▶ TASK DIRECTIONS
Repeat the records below word for word, from the line with "pixel 537 280." through the line with "pixel 531 188", including both of those lines. Leave out any pictures.
* Start *
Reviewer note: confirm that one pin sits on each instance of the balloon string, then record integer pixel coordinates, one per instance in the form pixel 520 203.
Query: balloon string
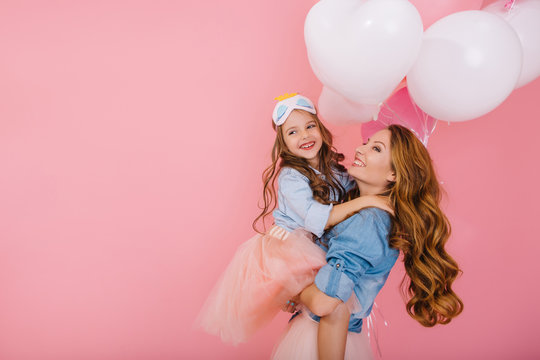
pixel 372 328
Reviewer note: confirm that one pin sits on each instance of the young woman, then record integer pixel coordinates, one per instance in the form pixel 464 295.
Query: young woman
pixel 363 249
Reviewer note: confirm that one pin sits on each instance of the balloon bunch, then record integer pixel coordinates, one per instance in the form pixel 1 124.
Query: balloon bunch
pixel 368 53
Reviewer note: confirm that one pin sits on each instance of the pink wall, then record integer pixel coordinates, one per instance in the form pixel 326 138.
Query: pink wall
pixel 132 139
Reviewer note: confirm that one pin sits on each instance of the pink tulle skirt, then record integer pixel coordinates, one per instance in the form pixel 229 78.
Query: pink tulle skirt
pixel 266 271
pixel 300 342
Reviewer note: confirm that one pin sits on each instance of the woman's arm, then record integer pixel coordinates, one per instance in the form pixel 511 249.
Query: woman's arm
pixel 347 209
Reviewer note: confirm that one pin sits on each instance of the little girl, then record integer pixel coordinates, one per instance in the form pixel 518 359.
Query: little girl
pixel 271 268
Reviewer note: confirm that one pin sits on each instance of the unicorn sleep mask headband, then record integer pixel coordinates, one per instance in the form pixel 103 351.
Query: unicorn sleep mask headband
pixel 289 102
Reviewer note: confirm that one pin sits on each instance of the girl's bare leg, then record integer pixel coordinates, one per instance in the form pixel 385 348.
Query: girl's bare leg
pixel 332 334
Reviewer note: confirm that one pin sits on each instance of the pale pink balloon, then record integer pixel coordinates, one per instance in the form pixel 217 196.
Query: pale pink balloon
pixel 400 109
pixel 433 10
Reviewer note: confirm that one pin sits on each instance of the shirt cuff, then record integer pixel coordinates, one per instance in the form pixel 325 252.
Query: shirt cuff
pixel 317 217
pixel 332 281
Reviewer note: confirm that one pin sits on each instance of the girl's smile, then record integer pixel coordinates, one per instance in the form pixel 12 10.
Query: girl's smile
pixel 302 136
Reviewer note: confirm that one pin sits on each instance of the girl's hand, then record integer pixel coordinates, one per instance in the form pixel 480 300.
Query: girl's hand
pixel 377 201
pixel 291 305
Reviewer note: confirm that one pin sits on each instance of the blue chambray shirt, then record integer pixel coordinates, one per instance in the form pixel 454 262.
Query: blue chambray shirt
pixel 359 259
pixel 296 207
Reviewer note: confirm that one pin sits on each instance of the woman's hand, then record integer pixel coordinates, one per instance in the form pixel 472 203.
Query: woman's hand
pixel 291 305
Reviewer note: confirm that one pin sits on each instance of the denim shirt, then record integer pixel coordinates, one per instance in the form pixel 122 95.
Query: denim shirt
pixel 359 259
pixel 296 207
* End *
* Start *
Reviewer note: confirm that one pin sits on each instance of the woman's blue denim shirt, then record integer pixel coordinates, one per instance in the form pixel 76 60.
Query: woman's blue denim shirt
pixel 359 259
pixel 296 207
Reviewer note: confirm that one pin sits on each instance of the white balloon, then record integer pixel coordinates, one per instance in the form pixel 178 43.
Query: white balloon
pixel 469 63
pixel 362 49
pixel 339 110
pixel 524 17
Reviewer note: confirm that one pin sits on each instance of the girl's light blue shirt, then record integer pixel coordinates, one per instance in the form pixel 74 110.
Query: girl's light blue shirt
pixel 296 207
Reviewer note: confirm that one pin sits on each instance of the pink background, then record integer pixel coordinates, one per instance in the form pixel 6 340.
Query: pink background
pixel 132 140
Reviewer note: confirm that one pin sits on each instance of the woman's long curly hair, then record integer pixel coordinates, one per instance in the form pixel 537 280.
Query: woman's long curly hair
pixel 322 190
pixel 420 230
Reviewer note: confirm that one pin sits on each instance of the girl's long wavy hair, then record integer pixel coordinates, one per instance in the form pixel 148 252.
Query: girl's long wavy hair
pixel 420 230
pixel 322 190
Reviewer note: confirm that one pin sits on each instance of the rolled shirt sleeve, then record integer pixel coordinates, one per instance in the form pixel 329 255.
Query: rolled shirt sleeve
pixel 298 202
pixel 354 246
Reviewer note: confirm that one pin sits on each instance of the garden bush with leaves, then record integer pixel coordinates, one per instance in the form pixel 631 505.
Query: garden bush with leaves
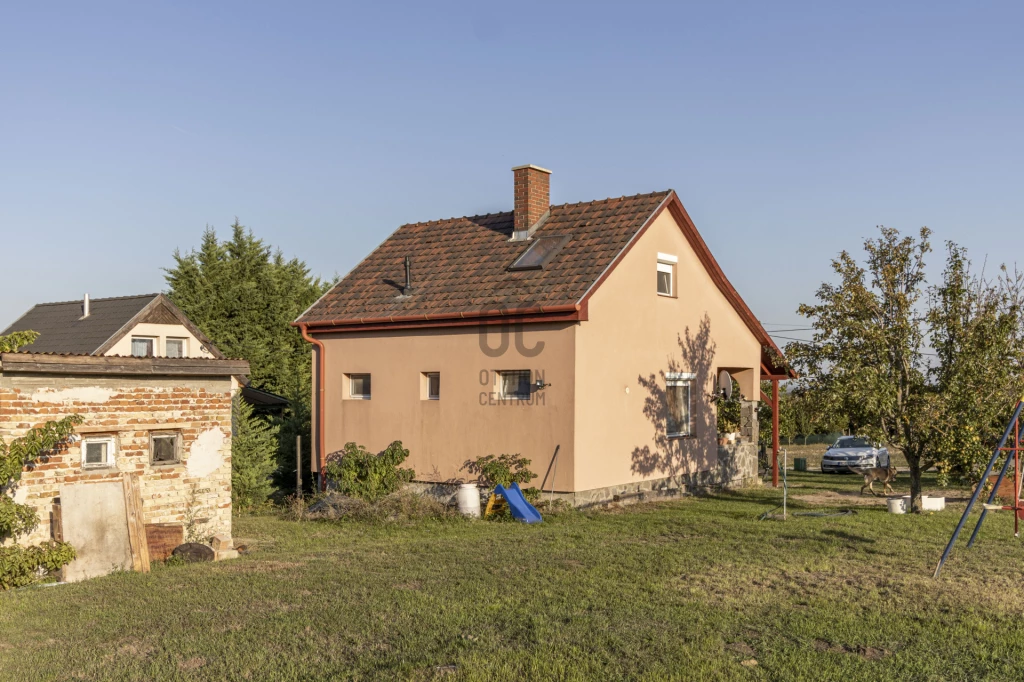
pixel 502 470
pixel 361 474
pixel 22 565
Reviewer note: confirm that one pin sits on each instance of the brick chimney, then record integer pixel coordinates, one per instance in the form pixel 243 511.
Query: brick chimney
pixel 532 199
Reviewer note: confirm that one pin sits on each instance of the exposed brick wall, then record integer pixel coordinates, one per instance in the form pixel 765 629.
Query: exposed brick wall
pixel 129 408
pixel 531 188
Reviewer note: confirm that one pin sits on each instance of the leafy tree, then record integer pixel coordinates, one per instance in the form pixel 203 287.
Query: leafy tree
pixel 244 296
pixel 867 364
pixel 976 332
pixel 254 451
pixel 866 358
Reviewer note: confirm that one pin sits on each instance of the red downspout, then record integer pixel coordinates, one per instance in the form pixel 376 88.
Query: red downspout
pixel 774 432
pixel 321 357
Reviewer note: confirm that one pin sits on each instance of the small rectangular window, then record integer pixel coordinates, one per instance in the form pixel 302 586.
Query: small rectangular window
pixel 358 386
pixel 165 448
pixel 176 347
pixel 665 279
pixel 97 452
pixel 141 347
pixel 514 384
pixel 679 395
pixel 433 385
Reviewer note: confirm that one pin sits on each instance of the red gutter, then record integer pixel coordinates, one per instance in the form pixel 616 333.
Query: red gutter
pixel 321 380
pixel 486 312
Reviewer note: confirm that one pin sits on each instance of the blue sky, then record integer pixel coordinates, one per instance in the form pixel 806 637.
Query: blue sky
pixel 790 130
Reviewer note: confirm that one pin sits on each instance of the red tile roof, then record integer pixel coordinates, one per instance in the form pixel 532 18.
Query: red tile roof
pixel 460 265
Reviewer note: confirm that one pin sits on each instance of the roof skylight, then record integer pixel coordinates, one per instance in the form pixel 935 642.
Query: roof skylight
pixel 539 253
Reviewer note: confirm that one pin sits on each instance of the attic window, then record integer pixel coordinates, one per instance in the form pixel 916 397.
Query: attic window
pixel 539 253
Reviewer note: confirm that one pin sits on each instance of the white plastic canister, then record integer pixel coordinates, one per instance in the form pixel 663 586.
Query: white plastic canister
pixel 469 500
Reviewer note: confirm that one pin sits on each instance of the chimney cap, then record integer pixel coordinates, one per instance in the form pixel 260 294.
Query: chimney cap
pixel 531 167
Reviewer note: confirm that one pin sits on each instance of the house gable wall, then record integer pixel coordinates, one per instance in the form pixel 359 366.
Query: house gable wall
* End *
▶ OUTPUT
Reviewer note: confirm that one pin sits on each instance of the woman's long curly hair, then record integer pixel coordinates, one per instance in the form pixel 537 280.
Query: woman's long curly hair
pixel 322 190
pixel 420 230
Reviewer note: confirm that one pin sits on each instance of the girl's long wavy hair, then record integer pixel coordinates, one per instance in the form pixel 148 252.
Query: girl's long wavy hair
pixel 420 230
pixel 322 190
Reviewer note: confirm that one pin sits on each instance of the rolled shirt sleeve, then record integer pixel coordinates, one per instance in the form pixel 329 255.
Query: rolled shirt sleeve
pixel 298 202
pixel 354 246
Reviewer note: confirm that one pin sits on each instance of the garden bush with leaves, then record integer pixel coordinates, one per instance in the form pixel 631 505.
Query: garden bush with leaves
pixel 502 470
pixel 361 474
pixel 22 565
Reviewer note: confirm that one pin sits on each instance of the brick chimney, then record integer pixel coordinates, one per instance in the form pixel 243 511.
Query: brick chimney
pixel 532 199
Reviewer note: confirm that one pin sits on each instance of the exposed brick wall, then record integer pixel coordinates, one per instance in the form pixel 765 629.
Query: exposed brick wall
pixel 129 408
pixel 531 188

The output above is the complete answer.